Gib sämtliche Einträge unten als JSON-Liste von Zeichenketten wieder, eine Zeichenkette pro Zeile. Leerzeilen werden ausgelassen.

-------- Ausgangsmaterial --------

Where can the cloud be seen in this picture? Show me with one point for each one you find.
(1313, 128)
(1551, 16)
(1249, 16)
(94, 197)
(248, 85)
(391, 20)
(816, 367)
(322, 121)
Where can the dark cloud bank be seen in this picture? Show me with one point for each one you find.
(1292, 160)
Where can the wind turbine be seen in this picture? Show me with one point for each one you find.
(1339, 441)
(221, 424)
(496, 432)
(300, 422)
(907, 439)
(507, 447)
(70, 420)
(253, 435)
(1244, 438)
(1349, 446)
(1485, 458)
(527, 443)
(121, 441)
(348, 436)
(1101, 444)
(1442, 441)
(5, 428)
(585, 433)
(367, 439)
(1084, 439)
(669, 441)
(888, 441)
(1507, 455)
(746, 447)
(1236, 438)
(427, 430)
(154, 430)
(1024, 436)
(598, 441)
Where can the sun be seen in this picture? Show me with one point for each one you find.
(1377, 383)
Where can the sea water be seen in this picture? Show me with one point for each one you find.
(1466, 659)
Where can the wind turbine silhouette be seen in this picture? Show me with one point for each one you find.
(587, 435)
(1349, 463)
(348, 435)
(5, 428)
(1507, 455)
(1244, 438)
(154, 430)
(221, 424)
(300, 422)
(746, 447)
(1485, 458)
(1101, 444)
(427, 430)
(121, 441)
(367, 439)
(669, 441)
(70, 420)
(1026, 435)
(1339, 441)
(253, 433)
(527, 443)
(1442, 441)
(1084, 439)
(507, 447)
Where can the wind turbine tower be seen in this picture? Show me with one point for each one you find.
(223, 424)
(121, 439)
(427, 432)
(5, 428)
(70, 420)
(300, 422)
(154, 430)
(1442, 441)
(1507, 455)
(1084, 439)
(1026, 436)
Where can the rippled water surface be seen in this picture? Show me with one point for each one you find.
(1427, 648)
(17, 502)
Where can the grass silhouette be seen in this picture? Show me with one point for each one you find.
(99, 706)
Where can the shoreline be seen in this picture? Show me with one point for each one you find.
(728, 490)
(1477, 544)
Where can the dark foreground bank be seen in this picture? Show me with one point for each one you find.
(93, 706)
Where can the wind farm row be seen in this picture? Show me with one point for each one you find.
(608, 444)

--------

# Lösung
[
  "Where can the cloud be seen in this picture? Show me with one point for each one you find.",
  "(1313, 128)",
  "(1551, 16)",
  "(1249, 16)",
  "(94, 197)",
  "(248, 85)",
  "(391, 20)",
  "(816, 367)",
  "(322, 121)",
  "Where can the dark cloud bank be seen in this picture? Show me with one point for each one you find.",
  "(1292, 160)",
  "Where can the wind turbine be seen in this picture? Show me with one point for each one you find.",
  "(1339, 441)",
  "(221, 424)",
  "(496, 432)",
  "(300, 422)",
  "(907, 439)",
  "(507, 447)",
  "(70, 420)",
  "(253, 435)",
  "(1244, 438)",
  "(1349, 446)",
  "(1485, 458)",
  "(527, 443)",
  "(121, 441)",
  "(348, 436)",
  "(1101, 444)",
  "(1442, 441)",
  "(5, 428)",
  "(585, 433)",
  "(367, 439)",
  "(1084, 439)",
  "(669, 441)",
  "(888, 441)",
  "(1507, 455)",
  "(746, 447)",
  "(1236, 438)",
  "(427, 430)",
  "(154, 430)",
  "(1024, 436)",
  "(598, 441)",
  "Where can the sun be seen in this picture? Show me with one point for each one you find.",
  "(1377, 383)",
  "Where can the sea water be seen in this picture? Show me with one point for each one you find.",
  "(1466, 659)",
  "Where can the wind turbine silhouette be seen in this picture? Show me with one point for each one you find.",
  "(587, 435)",
  "(1349, 463)",
  "(348, 435)",
  "(5, 428)",
  "(1507, 455)",
  "(1244, 438)",
  "(154, 430)",
  "(221, 424)",
  "(300, 422)",
  "(746, 447)",
  "(1485, 458)",
  "(1101, 444)",
  "(427, 430)",
  "(121, 441)",
  "(367, 439)",
  "(669, 441)",
  "(70, 420)",
  "(1026, 435)",
  "(1339, 441)",
  "(253, 433)",
  "(527, 443)",
  "(1442, 441)",
  "(1084, 439)",
  "(507, 447)",
  "Where can the wind turbine tower be seen in this picture? Show me with one point for each one you find.",
  "(223, 424)",
  "(121, 439)",
  "(427, 432)",
  "(5, 428)",
  "(70, 420)",
  "(300, 422)",
  "(154, 430)",
  "(1442, 441)",
  "(1507, 455)",
  "(1084, 439)",
  "(1026, 436)",
  "Where can the rippled water surface be seen in this picture? Show me with one point for each one you find.",
  "(1427, 648)",
  "(17, 502)",
  "Where can the grass silhouette be seen in this picture? Show me with one point for each one you find.",
  "(99, 706)",
  "Where can the shoreline be seen in this picture? Show me with one point for each one you find.",
  "(728, 490)",
  "(1477, 544)",
  "Where can the dark foreground bank be seen in this picture? Show me with one point for each one you find.",
  "(93, 706)",
  "Where can the wind farm row be seen in this picture? Show me with one point for each one you find.",
  "(608, 444)"
]